## Start

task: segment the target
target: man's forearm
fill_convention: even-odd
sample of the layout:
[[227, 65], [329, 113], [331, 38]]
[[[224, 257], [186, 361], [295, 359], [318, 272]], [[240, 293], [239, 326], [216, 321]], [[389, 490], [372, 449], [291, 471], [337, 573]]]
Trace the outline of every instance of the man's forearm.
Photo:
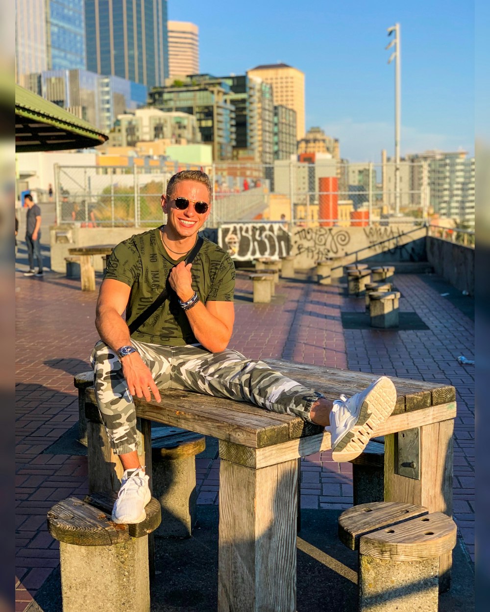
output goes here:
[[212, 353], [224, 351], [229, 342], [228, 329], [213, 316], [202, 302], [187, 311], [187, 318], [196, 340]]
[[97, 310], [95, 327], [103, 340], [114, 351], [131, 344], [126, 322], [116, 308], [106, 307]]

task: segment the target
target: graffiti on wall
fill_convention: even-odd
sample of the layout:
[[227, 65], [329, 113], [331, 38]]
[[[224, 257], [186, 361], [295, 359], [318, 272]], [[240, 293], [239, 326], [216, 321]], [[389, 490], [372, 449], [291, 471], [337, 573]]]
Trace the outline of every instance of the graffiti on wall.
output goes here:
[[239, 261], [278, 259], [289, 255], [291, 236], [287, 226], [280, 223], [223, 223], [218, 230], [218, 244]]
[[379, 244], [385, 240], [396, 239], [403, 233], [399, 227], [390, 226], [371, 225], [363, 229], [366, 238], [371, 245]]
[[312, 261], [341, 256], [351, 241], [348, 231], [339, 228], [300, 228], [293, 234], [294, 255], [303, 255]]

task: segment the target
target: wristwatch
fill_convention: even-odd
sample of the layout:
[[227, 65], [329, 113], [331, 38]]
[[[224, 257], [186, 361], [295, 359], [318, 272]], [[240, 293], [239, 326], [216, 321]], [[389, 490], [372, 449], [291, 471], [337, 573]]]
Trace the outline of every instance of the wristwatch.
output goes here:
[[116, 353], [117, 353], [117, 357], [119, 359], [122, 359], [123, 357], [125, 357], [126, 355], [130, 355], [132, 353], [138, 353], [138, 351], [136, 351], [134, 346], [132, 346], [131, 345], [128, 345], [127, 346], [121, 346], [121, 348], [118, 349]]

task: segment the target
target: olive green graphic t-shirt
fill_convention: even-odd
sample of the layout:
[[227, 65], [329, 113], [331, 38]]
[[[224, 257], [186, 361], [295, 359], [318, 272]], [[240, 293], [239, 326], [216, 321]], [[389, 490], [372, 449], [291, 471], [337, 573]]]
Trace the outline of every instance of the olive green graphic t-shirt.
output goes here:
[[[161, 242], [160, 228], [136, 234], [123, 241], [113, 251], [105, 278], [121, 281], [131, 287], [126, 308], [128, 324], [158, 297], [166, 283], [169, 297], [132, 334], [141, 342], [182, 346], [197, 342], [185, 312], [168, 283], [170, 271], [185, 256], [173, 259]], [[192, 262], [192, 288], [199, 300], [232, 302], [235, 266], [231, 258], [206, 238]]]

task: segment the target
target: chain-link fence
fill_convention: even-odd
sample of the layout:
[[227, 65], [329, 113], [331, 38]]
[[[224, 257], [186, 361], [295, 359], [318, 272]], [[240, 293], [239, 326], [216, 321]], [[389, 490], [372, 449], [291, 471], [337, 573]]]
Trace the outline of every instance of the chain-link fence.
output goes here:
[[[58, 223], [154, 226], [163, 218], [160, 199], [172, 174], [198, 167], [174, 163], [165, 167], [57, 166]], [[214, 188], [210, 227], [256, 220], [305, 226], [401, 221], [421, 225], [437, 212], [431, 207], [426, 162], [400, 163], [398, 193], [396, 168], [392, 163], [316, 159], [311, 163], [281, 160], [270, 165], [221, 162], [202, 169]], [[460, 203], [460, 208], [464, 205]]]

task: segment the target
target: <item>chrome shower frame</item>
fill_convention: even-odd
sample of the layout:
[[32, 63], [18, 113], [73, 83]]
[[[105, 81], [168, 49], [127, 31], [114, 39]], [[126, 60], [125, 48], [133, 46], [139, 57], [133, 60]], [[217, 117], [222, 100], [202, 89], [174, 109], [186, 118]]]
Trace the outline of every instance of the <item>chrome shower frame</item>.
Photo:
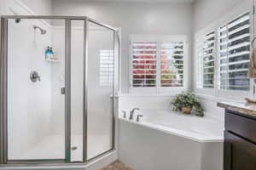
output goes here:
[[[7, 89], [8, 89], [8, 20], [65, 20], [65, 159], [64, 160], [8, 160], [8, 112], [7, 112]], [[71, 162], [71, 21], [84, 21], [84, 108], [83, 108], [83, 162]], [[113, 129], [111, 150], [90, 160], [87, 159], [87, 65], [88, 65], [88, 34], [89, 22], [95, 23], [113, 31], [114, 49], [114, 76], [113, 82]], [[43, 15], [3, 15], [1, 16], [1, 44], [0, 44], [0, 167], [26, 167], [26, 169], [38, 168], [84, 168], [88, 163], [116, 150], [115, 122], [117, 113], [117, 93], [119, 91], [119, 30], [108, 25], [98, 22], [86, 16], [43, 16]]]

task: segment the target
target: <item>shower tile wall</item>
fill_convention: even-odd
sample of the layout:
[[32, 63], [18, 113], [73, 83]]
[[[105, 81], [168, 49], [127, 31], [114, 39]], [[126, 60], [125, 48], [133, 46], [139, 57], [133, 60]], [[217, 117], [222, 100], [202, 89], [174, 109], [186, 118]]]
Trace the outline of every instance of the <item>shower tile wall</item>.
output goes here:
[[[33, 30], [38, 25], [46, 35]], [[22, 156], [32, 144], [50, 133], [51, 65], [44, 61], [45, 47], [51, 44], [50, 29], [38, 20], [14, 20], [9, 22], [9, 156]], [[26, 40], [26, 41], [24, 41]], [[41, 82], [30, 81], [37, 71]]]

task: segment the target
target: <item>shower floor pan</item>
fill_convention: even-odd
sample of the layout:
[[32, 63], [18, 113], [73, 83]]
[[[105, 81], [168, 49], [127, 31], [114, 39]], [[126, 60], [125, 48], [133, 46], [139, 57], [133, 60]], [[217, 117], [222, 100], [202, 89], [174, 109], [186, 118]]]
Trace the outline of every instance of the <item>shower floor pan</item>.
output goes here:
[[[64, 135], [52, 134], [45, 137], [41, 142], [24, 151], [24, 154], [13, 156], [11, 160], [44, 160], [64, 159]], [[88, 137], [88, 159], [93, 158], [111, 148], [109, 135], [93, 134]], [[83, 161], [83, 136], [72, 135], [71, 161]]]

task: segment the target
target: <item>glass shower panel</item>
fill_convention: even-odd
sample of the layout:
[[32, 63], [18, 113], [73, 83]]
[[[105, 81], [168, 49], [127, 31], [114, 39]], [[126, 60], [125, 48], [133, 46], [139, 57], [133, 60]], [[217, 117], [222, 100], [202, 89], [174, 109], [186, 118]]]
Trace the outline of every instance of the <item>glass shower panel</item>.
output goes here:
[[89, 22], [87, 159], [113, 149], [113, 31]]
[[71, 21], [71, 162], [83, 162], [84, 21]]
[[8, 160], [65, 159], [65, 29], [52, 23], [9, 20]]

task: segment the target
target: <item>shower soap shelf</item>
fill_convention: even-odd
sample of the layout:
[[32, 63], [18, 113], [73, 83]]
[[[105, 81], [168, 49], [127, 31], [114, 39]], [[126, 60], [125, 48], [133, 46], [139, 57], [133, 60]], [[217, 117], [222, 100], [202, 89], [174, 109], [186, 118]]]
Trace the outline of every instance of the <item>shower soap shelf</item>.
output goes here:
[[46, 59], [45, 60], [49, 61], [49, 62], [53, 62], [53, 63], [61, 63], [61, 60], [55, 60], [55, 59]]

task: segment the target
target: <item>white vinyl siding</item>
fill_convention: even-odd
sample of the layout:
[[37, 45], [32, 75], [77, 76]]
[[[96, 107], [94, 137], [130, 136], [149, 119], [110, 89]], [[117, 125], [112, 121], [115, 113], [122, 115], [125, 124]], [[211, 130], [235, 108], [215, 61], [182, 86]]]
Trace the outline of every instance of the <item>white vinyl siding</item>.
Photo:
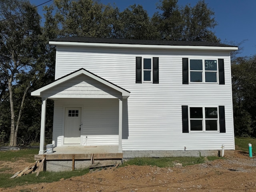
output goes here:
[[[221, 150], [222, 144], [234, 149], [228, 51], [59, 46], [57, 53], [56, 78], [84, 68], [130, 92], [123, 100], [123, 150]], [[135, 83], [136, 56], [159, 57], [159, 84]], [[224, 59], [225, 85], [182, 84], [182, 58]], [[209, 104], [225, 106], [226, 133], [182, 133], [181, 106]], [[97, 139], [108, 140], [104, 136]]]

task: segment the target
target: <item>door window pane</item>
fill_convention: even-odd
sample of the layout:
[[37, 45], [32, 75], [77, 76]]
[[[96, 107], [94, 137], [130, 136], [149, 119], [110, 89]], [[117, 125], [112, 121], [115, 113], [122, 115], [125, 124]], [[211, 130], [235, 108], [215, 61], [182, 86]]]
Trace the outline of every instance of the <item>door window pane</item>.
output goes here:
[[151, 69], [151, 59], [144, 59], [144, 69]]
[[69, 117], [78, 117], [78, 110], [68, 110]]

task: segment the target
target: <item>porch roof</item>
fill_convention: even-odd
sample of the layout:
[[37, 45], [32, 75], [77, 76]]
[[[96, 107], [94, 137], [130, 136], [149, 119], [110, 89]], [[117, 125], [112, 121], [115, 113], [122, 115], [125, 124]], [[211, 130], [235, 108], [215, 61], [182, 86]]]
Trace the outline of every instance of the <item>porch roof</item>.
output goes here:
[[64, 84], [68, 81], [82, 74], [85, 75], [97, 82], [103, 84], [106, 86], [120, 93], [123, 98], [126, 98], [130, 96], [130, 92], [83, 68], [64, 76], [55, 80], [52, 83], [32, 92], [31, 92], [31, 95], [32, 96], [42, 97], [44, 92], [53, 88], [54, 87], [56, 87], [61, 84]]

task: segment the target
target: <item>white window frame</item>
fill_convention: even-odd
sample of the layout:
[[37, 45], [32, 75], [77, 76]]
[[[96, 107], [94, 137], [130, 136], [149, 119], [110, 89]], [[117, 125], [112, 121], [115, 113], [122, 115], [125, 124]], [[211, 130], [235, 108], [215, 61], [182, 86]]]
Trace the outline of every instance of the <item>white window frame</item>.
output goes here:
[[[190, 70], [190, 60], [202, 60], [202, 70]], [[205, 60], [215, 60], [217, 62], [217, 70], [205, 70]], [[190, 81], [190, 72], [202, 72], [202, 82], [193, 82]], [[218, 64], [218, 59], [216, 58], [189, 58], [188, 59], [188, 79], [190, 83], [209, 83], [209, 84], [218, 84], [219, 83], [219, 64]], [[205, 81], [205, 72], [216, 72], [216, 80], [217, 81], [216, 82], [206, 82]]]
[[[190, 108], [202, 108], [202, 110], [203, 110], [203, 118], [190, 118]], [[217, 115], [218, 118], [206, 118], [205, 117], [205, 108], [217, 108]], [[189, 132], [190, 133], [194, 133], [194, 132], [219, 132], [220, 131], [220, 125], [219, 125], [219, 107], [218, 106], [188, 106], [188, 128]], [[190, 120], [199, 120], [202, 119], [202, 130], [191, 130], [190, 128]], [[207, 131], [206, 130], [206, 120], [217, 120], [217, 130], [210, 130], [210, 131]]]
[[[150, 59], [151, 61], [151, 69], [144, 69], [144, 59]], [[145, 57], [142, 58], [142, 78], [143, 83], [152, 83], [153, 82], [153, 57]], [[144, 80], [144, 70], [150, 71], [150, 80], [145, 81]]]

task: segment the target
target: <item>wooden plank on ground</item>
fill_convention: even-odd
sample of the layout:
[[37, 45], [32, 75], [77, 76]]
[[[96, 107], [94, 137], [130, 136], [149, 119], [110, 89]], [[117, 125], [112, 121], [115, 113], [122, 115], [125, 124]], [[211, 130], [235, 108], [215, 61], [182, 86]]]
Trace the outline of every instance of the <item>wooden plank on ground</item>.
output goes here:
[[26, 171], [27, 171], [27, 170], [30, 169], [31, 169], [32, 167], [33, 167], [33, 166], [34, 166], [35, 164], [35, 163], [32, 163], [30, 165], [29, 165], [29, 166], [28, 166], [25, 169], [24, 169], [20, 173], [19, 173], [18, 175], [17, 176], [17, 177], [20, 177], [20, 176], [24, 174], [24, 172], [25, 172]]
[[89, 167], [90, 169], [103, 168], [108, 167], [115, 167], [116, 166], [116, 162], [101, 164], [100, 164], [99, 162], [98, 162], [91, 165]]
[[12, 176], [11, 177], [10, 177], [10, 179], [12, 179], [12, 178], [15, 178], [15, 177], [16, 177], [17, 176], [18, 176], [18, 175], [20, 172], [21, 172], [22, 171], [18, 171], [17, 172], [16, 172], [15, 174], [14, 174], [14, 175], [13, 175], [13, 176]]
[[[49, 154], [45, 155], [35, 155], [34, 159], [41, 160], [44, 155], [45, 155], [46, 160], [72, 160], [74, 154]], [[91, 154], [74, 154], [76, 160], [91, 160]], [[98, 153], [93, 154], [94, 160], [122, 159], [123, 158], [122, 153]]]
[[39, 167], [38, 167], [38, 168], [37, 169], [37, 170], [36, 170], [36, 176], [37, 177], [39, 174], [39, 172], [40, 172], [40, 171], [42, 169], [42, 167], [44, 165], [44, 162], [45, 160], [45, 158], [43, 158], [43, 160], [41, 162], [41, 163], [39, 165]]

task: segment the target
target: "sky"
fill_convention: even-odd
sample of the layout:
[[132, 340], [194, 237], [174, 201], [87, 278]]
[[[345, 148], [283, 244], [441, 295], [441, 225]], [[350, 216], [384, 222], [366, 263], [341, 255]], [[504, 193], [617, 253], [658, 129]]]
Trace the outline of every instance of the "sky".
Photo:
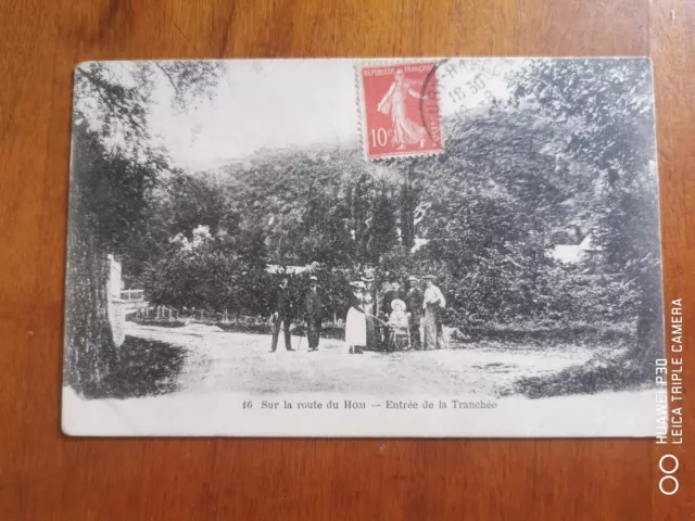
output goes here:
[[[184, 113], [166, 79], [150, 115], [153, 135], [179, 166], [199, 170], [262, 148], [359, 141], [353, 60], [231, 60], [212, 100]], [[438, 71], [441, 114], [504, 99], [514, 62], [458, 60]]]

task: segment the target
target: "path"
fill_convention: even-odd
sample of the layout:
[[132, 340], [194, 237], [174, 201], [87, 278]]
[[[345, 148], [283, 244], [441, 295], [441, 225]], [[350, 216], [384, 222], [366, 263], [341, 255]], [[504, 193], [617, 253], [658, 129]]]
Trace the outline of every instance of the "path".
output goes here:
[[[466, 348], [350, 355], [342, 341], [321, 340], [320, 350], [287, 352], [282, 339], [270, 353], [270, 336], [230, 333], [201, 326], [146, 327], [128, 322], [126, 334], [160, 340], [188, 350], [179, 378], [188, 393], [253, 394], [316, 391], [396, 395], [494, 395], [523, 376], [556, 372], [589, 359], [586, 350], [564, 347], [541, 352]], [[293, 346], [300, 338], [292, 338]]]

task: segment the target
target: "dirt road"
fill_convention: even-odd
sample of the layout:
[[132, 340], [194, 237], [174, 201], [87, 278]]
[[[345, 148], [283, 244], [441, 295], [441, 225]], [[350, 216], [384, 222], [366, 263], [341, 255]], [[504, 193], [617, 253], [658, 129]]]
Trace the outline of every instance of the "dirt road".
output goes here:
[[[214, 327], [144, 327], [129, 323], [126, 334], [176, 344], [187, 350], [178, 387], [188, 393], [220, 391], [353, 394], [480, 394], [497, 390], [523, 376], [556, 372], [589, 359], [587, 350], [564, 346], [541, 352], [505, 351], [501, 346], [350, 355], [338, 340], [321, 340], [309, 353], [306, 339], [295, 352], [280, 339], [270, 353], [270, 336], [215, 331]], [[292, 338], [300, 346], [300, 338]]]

## End

Exercise brief:
Present every line from the start of the records through the line containing "308], [106, 307]]" as a Markdown table with the columns Row and Line, numbering the rows in order. Leave out blank lines and the picture.

Exercise result:
| Row | Line |
|---|---|
| 1 | task: segment the target |
| 2 | target: man's forearm |
| 3 | fill_convention: even-odd |
| 4 | sample of the layout: |
| 5 | [[227, 65], [329, 113], [331, 38]] |
| 6 | [[[224, 257], [186, 361], [295, 359], [318, 272]], [[240, 293], [239, 326], [216, 321]], [[389, 490], [372, 449], [291, 471], [337, 573]]] |
| 7 | Trace the outline of every instance of the man's forearm. |
| 8 | Photo: |
| 9 | output goes here: |
| 10 | [[212, 353], [224, 351], [229, 342], [228, 329], [213, 316], [202, 302], [187, 311], [187, 318], [196, 340]] |
| 11 | [[97, 310], [95, 327], [103, 340], [114, 351], [131, 344], [126, 322], [116, 308], [106, 307]] |